* _Do this_
Reproduce, word for word, every line starting at the line that contains "written like (315,611)." and ending with the final line of the entries.

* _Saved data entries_
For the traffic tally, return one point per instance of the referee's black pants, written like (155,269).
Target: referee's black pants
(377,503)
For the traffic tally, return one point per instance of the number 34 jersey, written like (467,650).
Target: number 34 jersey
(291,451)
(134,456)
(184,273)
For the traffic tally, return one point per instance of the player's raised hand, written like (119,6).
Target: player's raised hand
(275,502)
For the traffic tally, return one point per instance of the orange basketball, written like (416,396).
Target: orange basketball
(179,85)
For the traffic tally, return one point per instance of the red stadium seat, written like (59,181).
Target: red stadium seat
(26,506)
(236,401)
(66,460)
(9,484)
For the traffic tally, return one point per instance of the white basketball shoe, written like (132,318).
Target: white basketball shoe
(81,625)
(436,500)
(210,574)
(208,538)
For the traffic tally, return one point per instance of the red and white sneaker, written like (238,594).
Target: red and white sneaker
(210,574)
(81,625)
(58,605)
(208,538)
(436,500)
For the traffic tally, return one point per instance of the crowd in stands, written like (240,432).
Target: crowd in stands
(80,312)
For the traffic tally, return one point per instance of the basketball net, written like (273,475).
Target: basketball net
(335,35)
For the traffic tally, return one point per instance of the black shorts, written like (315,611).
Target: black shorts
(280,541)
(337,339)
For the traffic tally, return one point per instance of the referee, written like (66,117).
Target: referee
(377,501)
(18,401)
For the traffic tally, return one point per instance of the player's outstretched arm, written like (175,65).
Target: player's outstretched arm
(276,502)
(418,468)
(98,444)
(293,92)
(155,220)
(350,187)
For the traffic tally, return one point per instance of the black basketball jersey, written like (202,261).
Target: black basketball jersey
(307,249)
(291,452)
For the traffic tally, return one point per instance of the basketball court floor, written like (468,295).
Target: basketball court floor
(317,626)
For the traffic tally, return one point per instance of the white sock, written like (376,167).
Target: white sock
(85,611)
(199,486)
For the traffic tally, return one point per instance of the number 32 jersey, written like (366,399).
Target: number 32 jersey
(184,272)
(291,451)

* _Final result_
For the traffic tally, return one point per instance of the black shorts, written like (315,611).
Target: black shorts
(280,541)
(337,339)
For the traffic tally, return one point per instance of the referee, written like (66,117).
Target: referee
(377,501)
(18,401)
For the traffic tally, return one point per instance of the player's outstretched arm, written like (175,65).
Target: player's outstretched arm
(276,502)
(418,468)
(98,444)
(293,92)
(155,220)
(350,187)
For the traffic tally, return one point per instance of the black basketball jersey, written like (202,261).
Target: black basketball jersey
(307,249)
(291,452)
For the traffic tally, return one point per instance of the basketball court floor, written like (468,295).
Target: basketball court floor
(317,626)
For the traffic tally, return one point per instance of the white sock, written like (376,167).
Target: white sock
(85,611)
(199,486)
For the traffic tally, return one point per instance of the number 32 jersey, written like (366,399).
Target: number 32 jersey
(184,272)
(291,451)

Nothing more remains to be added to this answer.